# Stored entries
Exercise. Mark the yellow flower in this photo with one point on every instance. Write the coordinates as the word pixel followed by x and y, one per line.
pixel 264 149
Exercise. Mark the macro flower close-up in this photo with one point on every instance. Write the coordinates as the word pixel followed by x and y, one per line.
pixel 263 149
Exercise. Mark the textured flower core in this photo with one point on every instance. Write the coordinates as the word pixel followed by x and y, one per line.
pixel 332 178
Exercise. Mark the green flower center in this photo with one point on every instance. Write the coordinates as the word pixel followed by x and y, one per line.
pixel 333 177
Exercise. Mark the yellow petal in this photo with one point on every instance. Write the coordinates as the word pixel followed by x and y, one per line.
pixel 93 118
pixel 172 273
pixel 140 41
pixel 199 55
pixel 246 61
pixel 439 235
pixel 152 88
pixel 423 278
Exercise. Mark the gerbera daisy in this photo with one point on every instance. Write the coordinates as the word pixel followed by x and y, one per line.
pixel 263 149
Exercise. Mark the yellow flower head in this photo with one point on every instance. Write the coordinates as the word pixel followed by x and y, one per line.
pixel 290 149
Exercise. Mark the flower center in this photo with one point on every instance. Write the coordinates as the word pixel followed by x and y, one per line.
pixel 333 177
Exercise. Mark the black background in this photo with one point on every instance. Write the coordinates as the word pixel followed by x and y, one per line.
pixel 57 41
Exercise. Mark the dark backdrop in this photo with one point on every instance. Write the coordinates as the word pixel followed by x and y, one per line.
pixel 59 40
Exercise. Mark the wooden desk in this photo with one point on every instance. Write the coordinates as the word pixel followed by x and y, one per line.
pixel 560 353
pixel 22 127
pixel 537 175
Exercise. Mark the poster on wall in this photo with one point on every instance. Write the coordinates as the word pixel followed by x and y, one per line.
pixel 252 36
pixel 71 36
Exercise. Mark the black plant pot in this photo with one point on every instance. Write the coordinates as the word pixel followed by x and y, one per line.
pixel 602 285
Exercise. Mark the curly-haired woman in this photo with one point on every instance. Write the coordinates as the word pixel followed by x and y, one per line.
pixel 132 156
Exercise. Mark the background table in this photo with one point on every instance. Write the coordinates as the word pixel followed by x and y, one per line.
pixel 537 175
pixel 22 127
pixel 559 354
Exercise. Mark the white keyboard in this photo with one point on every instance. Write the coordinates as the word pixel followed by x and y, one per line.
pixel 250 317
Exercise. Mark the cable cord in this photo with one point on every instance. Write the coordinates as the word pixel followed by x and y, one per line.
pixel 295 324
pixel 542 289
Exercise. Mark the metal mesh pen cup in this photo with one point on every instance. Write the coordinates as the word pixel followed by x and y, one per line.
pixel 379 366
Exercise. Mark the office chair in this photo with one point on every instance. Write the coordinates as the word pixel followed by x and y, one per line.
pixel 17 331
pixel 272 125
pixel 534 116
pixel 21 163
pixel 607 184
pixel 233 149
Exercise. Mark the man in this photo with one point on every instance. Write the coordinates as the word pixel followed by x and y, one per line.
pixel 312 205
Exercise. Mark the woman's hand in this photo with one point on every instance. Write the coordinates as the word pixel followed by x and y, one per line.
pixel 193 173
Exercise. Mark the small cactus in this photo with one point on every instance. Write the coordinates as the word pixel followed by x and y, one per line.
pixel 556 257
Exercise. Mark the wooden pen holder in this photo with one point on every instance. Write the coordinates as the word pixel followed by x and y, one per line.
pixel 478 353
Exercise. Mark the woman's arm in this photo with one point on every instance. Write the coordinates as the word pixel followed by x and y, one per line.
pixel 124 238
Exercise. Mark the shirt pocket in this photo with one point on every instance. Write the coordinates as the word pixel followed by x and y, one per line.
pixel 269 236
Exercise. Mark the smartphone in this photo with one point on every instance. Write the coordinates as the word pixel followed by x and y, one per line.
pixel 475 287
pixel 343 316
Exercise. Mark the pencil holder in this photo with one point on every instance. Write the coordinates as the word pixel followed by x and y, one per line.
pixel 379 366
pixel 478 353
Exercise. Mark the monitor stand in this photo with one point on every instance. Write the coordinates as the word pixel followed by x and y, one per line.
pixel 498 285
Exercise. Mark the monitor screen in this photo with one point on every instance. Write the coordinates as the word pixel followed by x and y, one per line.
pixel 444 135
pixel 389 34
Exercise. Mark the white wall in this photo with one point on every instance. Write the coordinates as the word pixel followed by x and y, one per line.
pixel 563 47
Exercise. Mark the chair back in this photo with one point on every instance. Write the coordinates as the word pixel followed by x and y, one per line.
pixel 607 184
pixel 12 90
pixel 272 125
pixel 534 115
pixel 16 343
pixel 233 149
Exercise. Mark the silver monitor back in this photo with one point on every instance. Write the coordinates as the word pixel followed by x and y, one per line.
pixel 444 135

# What the task asks
Please copy out every entry exactly, with nothing omitted.

# Reply
Exercise. Mark the yellow flower in this photo with one point on every instance. Write the coordinates as the word pixel followed by x and y, one per line.
pixel 264 149
Exercise. Mark the macro flower close-up in this photo with one point on every instance. Write the coordinates as the word pixel followed by x and y, one per line.
pixel 263 149
Exercise. Mark the textured flower core in this photo with one point on every instance. Write the coordinates as the word pixel followed by x and y, one per line.
pixel 332 178
Exercise. Mark the green flower center in this photo with one point on every instance. Write the coordinates as the word pixel followed by x and y, one per line.
pixel 333 177
Exercise. Mark the yellow petal in this photo with one point on every instance. Write the coordinates as the word pixel followed by x and y, one per line.
pixel 93 118
pixel 172 273
pixel 140 41
pixel 199 55
pixel 246 61
pixel 439 235
pixel 152 88
pixel 423 278
Exercise. Mark the gerbera daisy in this photo with one point on every instance. Write the coordinates as the word pixel followed by x and y, one per line.
pixel 263 149
Exercise. Mark the yellow flower head in this photo with one point on every instance. Write the coordinates as the word pixel followed by x and y, one per line.
pixel 290 149
Exercise. Mark the flower center in this photo with one point on every instance. Write the coordinates as the word pixel followed by x and y, one per line.
pixel 333 177
Exercise. Mark the black background in this photo with one point on every instance. Write the coordinates as the word pixel followed by x and y, one per line.
pixel 57 41
Exercise. Mark the dark backdrop in this photo with one point on every instance. Write the coordinates as the word pixel followed by x and y, one per line.
pixel 59 40
Exercise. Mark the wooden desk in this photo with one point on every instance. Write the coordinates as the word pixel followed by x and y, one per line.
pixel 560 353
pixel 22 127
pixel 537 175
Exercise. Mark the poster on wall in this photo with one point on every instance. Write the coordinates as the word pixel followed by x and y, one per line.
pixel 252 36
pixel 71 36
Exercise. Mark the black plant pot in this photo with one point on every instance. Write the coordinates as the word pixel followed by x and y, one per line.
pixel 602 285
Exercise. Mark the curly-haired woman in this photo with one point on every instance. Write the coordinates as the word pixel followed by x and y, one per line.
pixel 132 156
Exercise. Mark the background table in this photo with one point on every instance. Write the coordinates as the word pixel followed by x and y, one per line.
pixel 537 175
pixel 22 127
pixel 559 354
Exercise. Mark the white keyboard in this photo with one point on every instance. Write the coordinates as the word pixel followed by x and y, one per line.
pixel 250 317
Exercise. Mark the cable cord in this photo with one point on every instance. Write the coordinates as the word pixel followed by x and y, one per line.
pixel 295 324
pixel 542 289
Exercise. Mark the metal mesh pen cup in this photo with one point on every instance. Write the coordinates as the word pixel followed by x and y, one per line.
pixel 379 366
Exercise. Mark the office chair in this photo with one point on every instance. Write the coordinates as the word pixel followed by x and y, one per line.
pixel 17 331
pixel 272 125
pixel 534 116
pixel 21 163
pixel 607 184
pixel 233 149
Exercise. Mark the man in this photo with one point on every instance. Write the coordinates as the word pixel followed by x and y, one per line.
pixel 312 205
Exercise. Mark the woman's hand in this photo with one point on every instance. Write the coordinates as the word pixel followed by x and y, one per line.
pixel 193 173
Exercise. Mark the small cactus in this photo with one point on every instance. Write the coordinates as the word pixel followed by x and y, one per line.
pixel 556 257
Exercise. Mark the wooden pen holder in this photo with one point on every instance. Write the coordinates as the word pixel followed by x and y, one per line.
pixel 478 353
Exercise. Mark the woman's arm in this photo with one point on every instance. Write the coordinates as the word pixel followed by x and y, one per line.
pixel 124 238
Exercise. Mark the shirt pocket in this photo with one point on every instance. Write the coordinates as the word pixel followed by x and y, one per line.
pixel 269 236
Exercise. Mark the smartphone in this photo with one point on every instance. Write the coordinates as the word pixel followed by x and y, one per line.
pixel 475 287
pixel 343 316
Exercise. Mark the pencil holder in this photo with one point on every instance. Write the coordinates as the word pixel followed by x and y, one per line.
pixel 379 366
pixel 478 353
Exercise. Mark the monitor stand in this photo with one point on every instance. Write the coordinates as the word pixel followed by x and y, one per line.
pixel 498 285
Exercise. Mark the monitor screen in this photo with one point on every instance. Write the coordinates as the word pixel followed by x and y, one per line.
pixel 444 135
pixel 389 34
Exercise. Mark the white wall in this photo with one point on every instance. Write the coordinates as the word pixel followed by x and y, one per line.
pixel 563 47
Exercise. Mark the chair back in this photo with one point on every instance. Write the coordinates as the word pixel followed by x and y, one per line.
pixel 607 184
pixel 12 90
pixel 272 125
pixel 534 115
pixel 16 343
pixel 233 149
Exercise. Mark the silver monitor back in this photo with one point on every instance. Write the coordinates as the word pixel followed by x and y, one per line.
pixel 444 135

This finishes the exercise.